━━━━━ Records supplied ━━━━━

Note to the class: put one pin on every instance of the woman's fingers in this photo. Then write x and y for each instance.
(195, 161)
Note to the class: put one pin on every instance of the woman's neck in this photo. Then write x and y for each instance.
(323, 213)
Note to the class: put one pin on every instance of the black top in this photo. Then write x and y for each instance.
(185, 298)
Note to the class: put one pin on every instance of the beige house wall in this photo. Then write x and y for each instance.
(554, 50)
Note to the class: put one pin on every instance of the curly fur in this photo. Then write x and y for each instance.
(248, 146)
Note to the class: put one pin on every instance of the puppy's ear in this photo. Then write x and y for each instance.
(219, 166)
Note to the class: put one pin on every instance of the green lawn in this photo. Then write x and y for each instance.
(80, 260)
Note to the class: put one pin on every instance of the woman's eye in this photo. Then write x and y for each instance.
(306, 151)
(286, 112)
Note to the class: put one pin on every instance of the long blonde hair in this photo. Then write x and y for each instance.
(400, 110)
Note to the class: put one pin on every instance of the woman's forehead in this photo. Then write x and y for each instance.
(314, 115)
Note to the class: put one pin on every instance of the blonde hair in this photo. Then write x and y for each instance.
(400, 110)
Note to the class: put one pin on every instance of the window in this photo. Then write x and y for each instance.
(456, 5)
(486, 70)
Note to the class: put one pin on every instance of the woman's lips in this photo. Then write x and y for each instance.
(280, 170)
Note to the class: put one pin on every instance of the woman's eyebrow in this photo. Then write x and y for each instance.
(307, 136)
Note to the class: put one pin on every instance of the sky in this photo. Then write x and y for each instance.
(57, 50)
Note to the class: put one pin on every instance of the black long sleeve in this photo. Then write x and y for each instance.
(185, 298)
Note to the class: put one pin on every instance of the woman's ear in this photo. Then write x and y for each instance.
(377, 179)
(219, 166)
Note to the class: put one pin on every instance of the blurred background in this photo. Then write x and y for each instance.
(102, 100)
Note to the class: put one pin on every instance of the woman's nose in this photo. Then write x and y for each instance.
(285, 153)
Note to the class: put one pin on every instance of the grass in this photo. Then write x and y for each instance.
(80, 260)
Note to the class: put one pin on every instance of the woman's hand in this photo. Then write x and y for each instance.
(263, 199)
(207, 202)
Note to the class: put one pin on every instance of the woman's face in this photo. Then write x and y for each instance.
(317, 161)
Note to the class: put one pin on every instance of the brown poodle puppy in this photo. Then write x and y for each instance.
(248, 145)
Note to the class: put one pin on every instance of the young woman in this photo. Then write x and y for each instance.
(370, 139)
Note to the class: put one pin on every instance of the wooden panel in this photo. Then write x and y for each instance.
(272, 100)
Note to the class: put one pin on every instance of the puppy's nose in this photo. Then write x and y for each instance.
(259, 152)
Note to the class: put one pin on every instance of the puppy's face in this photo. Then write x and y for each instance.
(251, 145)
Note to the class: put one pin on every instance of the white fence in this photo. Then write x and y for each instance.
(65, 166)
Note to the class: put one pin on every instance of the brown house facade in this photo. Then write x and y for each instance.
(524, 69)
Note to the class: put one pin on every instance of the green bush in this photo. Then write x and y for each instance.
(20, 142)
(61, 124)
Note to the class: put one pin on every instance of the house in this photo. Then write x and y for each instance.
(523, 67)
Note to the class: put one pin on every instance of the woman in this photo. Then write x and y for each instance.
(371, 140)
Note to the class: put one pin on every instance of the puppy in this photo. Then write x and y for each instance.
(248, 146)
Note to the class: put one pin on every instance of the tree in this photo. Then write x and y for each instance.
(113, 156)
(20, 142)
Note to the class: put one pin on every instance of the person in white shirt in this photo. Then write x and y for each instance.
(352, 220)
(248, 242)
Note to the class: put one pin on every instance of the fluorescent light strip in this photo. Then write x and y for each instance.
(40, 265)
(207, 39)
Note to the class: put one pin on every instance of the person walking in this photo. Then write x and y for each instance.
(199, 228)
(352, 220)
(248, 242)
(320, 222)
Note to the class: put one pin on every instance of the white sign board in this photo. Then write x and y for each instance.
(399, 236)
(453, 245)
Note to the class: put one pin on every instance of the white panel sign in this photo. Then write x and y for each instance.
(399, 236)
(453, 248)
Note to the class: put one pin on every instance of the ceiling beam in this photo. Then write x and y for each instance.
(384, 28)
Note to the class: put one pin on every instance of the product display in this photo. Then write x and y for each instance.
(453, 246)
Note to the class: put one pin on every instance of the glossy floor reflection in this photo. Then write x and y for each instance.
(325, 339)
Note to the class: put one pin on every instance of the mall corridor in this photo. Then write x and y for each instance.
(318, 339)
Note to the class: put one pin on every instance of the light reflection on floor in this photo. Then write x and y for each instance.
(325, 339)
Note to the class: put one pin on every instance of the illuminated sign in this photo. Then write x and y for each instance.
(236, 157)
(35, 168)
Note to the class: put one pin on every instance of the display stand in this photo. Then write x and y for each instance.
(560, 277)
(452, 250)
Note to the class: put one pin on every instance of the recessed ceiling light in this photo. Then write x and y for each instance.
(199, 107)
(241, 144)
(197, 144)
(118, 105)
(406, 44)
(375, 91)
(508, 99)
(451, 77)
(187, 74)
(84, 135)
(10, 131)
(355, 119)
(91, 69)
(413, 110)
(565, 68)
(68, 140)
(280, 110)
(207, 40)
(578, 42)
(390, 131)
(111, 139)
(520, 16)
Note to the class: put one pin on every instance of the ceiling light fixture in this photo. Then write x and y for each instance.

━━━━━

Set down all of the entries exactly, please.

Note to the class: put one pin on every instance of the woman's fingers in this photo. Then write x and y for each instance.
(195, 161)
Note to the class: put one pin on every instance of the woman's neck in this photo. Then write x and y for each instance.
(323, 213)
Note to the class: put one pin on every instance of the black top in this photo. Then write x and y for each instance.
(185, 298)
Note to the class: put one pin on every instance of the beige house wall in this photo. Then write x and y for each instance.
(554, 50)
Note to the class: put one pin on every instance of the curly fur in this photo. Then write x and y for each instance.
(248, 146)
Note to the class: put one pin on every instance of the puppy's ear in this photo. Then write x and y for each instance.
(219, 166)
Note to the class: put one pin on every instance of the green lawn in this photo. Then write x and y for each instance.
(80, 260)
Note to the class: put one pin on every instance of the woman's eye in this photo. Then write x and y for each instance.
(306, 151)
(286, 112)
Note to the class: put one pin on every instance of the long blonde hair in this photo. Then write x and y for each instance.
(400, 110)
Note to the class: put one pin on every instance of the woman's forehead in this photo. Then write x and y for each instance.
(314, 115)
Note to the class: put one pin on every instance of the blonde hair in this photo. Then write x and y for each instance.
(400, 110)
Note to the class: put one pin on every instance of the window in this photo. Then write x and y for each instance.
(456, 5)
(486, 70)
Note to the class: put one pin on every instance of the woman's lips in this photo. Then write x and y for each instance.
(280, 170)
Note to the class: put one pin on every instance of the woman's eyebrow in this photo. Then write x and y for each instance.
(307, 136)
Note to the class: put one pin on every instance of the sky in this photo. Then write x and y for each instance.
(57, 50)
Note to the class: put one pin on every instance of the black long sleeve in this photo. Then write x and y for each instance.
(185, 298)
Note to the class: put one pin on every instance of the woman's ear in this photo. Then write x and y for each instance.
(377, 179)
(219, 166)
Note to the class: put one pin on every instance of the blurred background in this photo. Then write x and y for each instance.
(102, 100)
Note to the class: put one pin on every instance of the woman's nose in this photo. Then write x and y for each instance.
(285, 153)
Note to the class: put one pin on every instance of the grass in this photo. Then write x and y for each instance.
(80, 260)
Note to the class: put one pin on every instance of the woman's hand in this photo. Then write x and y for each instance.
(263, 199)
(207, 202)
Note to the class: put one pin on every instance of the woman's face in this photo. Then write x and y for each instance.
(317, 161)
Note to the class: put one pin on every instance of the brown poodle puppy in this photo. Then write x and y for each instance.
(248, 145)
Note to the class: put one pin on every instance of the young woman in this photo. Then write x and y for each instance.
(370, 139)
Note to the class: put one pin on every instance of the wooden panel in this photo. Then write x and y for each instance.
(272, 100)
Note to the class: put one pin on every instance of the puppy's nose in this photo. Then write x and y for each instance.
(259, 152)
Note to the class: put one pin on every instance of the puppy's face in this photo. Then write x and y for each instance.
(251, 145)
Note to the class: put one pin on every instance of the white fence in this photo. Then write x and y for each instance.
(65, 166)
Note to the class: put one pin on every instance of the brown house facade in this photo. Then write x and y for each instance.
(524, 69)
Note to the class: put one pin on every instance of the green bush in this photo. Then write x and y for each instance.
(20, 142)
(61, 124)
Note to the class: put one pin on every instance of the house in this photo. Then write x and y for each instance.
(523, 67)
Note to the class: put one pin on every instance of the woman in this photo. Then write x and y for each instance.
(371, 140)
Note to the class: put one pin on every instance of the puppy in this photo. Then write x and y for each instance.
(248, 146)
Note to the class: put one pin on every instance of the tree in this photo. Then write x and y for each instance.
(113, 156)
(20, 142)
Note to the class: put one pin on every instance of the person in white shirt in this photo. Then write x and y for each instance.
(352, 220)
(248, 242)
Note to the class: put one pin on every instance of the fluorescent light strip in this photo. Then write x and y for each instance.
(40, 265)
(207, 39)
Note to the class: put one pin on every instance of the person walking in this photo. Then write x and y for each instance.
(199, 228)
(352, 220)
(248, 242)
(320, 222)
Note to the class: put one pin on every instance of the white sign board in this photo. Then write x and y for each instance.
(399, 236)
(453, 245)
Note to the class: put one pin on every instance of the white panel sign in this photo. Then write x and y for each instance.
(399, 236)
(453, 248)
Note to the class: put one pin on every instance of the ceiling beam in this photo. Then write x and y for each instance.
(384, 28)
Note to the class: put one pin on every instance of the product display in this photo. Then write x and y for each instance.
(453, 246)
Note to the class: put one pin on every instance of the glossy floor reflection in this photo. Then write x and y for each instance.
(325, 339)
Note to the class: put one pin on every instance of the mall corridor in this photo. Then write x and y for each instance.
(318, 339)
Note to the class: put one pin on every instance of the light reflection on floor in this photo. Then write x and y for each instance.
(325, 339)
Note to the class: put one pin on every instance of the illuminated sign in this photo. Then write x and y for each instance.
(236, 157)
(35, 168)
Note to the class: put one pin on every instance of the display stand in this photo. Then write x and y for each instance.
(560, 277)
(452, 250)
Note to the class: put one pin on every instance of the recessed ceiling light in this photo. Then write x and y for each instance.
(199, 107)
(241, 144)
(197, 144)
(118, 105)
(406, 44)
(375, 91)
(508, 99)
(451, 77)
(187, 74)
(84, 135)
(10, 131)
(355, 119)
(91, 69)
(413, 110)
(565, 68)
(68, 140)
(280, 110)
(207, 40)
(578, 42)
(390, 131)
(111, 139)
(520, 16)
Note to the class: put one pin on every instance of the ceiling light fixture in this photo. Then write x and y for each instance.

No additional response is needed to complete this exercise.